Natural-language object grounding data
*****

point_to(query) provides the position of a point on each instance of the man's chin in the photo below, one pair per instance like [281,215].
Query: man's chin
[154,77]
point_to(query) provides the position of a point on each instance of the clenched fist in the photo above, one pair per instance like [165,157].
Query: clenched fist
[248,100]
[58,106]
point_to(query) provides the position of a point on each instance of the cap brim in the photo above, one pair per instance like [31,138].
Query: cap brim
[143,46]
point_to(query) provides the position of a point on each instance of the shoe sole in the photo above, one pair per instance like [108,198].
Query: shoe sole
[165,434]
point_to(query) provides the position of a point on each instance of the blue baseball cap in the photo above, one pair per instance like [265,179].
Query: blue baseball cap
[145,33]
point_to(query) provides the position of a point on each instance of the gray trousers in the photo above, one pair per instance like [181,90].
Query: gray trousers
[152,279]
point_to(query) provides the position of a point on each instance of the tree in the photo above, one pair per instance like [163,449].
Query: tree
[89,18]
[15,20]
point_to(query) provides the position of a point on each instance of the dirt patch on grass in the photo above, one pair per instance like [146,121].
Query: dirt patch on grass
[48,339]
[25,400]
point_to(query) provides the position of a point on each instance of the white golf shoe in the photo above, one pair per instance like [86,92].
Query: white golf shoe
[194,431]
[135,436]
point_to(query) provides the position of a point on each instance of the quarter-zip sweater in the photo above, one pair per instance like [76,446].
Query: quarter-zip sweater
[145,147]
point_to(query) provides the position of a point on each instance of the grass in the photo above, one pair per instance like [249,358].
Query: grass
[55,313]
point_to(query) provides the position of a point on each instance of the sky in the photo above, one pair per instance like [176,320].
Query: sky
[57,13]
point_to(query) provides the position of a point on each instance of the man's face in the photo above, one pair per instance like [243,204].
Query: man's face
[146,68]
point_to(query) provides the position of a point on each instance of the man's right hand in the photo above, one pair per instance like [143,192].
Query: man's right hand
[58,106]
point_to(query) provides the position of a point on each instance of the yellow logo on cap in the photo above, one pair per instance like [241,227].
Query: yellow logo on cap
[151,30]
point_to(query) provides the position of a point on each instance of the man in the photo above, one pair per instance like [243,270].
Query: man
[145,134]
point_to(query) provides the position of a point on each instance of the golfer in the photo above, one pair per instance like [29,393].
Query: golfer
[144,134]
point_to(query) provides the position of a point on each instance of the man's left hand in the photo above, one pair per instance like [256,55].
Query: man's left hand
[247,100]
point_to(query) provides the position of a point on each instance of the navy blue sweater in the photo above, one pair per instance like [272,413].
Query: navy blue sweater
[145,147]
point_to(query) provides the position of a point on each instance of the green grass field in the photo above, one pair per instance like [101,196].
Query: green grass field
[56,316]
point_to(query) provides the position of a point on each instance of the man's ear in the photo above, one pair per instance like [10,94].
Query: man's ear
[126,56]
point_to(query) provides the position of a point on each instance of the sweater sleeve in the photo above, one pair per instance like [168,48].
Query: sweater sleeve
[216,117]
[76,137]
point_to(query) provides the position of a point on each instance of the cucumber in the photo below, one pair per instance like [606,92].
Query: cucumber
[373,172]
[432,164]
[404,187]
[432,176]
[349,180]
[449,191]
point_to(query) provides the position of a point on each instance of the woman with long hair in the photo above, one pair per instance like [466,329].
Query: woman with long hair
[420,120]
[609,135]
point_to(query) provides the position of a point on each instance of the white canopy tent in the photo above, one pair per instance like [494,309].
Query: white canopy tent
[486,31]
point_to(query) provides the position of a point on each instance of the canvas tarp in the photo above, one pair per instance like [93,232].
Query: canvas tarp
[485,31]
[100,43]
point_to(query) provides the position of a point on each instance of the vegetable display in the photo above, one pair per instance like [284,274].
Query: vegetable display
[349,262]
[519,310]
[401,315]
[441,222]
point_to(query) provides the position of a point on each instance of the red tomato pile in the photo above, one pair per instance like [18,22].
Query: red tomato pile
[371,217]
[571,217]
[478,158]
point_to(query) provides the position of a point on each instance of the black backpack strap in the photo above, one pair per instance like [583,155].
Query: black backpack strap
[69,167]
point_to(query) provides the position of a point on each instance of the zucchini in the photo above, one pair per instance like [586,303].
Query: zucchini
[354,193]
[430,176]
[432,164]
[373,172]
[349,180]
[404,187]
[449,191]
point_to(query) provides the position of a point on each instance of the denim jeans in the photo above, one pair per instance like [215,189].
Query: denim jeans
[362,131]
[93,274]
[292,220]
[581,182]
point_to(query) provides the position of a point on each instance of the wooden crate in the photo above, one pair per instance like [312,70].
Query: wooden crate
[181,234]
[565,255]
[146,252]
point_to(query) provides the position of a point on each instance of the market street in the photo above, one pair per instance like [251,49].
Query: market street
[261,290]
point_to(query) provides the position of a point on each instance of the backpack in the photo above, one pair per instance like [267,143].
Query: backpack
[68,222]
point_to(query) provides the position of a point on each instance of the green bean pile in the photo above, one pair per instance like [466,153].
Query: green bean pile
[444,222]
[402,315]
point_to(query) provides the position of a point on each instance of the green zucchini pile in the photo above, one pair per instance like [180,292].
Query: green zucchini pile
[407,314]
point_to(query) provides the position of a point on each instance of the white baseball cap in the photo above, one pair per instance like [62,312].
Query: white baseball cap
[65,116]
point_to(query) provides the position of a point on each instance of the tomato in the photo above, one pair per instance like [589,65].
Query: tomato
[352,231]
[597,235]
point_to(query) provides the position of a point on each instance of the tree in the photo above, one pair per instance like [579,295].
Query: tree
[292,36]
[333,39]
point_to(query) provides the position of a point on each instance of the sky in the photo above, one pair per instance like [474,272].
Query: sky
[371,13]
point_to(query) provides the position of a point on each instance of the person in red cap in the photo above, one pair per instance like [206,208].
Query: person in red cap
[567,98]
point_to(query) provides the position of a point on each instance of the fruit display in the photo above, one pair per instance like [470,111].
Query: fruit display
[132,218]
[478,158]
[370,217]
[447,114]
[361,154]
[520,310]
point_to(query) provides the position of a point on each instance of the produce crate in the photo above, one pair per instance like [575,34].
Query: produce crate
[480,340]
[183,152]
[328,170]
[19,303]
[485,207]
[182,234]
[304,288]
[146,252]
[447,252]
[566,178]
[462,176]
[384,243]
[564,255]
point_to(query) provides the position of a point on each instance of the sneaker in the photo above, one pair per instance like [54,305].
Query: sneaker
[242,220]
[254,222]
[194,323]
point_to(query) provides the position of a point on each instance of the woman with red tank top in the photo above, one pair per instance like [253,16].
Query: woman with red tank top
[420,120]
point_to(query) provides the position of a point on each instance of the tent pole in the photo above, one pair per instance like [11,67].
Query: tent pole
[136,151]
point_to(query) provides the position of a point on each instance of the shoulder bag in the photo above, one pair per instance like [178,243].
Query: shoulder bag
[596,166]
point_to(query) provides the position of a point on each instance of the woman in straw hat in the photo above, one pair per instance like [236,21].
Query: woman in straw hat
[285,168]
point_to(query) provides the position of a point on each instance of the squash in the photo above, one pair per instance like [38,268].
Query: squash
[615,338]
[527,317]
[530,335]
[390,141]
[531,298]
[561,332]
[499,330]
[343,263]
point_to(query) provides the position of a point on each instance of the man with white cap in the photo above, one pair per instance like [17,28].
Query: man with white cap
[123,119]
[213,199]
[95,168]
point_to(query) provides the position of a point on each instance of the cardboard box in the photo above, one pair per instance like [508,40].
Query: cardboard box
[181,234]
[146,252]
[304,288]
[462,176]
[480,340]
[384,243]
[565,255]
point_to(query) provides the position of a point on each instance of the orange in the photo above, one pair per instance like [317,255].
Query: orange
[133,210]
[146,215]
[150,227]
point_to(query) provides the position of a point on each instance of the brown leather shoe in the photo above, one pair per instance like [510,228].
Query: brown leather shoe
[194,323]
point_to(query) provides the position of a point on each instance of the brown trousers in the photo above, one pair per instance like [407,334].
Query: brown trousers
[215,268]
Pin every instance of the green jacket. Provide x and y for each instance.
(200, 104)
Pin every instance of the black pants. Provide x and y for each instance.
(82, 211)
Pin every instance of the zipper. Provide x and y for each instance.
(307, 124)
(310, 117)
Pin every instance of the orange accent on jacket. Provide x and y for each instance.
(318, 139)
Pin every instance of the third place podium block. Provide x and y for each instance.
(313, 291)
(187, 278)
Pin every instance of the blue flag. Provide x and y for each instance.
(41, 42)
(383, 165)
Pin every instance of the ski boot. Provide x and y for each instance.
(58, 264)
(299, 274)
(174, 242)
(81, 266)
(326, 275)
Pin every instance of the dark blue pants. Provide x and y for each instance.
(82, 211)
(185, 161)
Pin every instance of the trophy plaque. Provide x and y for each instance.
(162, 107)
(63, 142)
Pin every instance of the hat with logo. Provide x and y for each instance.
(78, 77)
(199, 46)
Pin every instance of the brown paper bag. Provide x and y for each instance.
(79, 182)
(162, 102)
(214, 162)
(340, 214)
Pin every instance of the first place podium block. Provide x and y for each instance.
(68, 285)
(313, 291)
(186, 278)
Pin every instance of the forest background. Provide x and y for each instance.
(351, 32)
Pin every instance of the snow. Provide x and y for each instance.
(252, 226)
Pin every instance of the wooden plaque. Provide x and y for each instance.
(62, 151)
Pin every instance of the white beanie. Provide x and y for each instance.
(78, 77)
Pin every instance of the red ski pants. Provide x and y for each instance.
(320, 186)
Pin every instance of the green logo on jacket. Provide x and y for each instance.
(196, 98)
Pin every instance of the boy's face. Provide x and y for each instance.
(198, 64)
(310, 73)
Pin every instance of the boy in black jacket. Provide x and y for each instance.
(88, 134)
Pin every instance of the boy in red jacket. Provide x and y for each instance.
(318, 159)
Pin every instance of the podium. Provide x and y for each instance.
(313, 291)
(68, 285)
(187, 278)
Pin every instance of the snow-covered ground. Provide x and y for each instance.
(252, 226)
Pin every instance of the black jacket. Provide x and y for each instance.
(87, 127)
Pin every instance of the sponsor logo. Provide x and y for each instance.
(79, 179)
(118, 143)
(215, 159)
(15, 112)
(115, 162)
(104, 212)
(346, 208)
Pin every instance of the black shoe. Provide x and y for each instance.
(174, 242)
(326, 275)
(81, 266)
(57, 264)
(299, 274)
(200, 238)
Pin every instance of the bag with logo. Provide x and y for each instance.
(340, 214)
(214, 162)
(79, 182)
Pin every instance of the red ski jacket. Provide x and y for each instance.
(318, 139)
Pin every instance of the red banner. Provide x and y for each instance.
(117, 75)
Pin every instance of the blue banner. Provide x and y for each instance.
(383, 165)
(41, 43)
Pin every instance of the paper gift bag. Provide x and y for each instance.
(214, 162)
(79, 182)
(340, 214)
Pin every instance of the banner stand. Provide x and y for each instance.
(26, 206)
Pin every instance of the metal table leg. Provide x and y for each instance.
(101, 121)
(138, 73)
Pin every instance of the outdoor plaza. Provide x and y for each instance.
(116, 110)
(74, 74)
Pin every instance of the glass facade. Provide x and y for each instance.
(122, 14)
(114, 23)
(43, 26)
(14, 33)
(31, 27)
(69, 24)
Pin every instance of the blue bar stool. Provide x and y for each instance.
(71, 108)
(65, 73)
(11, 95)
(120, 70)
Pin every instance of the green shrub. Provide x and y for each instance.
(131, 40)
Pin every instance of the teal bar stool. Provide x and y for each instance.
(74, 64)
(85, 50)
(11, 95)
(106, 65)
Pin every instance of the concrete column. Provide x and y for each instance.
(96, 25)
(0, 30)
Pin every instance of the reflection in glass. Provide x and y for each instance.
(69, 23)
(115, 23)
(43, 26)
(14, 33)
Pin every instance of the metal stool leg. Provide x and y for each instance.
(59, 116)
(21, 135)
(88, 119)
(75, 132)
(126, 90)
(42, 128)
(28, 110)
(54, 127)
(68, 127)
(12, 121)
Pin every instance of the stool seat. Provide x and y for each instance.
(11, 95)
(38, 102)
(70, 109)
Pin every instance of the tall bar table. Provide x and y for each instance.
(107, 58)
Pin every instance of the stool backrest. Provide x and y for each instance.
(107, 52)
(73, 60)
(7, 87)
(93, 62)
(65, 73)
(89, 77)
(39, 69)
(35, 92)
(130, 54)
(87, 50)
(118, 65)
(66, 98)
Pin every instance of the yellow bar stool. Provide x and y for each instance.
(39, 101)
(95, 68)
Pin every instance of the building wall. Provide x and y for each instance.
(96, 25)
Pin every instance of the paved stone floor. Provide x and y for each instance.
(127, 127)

*****

* **WHAT YOU NEED TO DO**: Where a line of the data above includes the string "below", pull it out.

* **ANSWER SECTION**:
point_to(query) provides the position of a point on each instance of the man's chin in the photo below, one pair per instance like [281,215].
point_to(query) provides the position of a point on each instance of the cucumber in the photo below, one pair per instance like [606,92].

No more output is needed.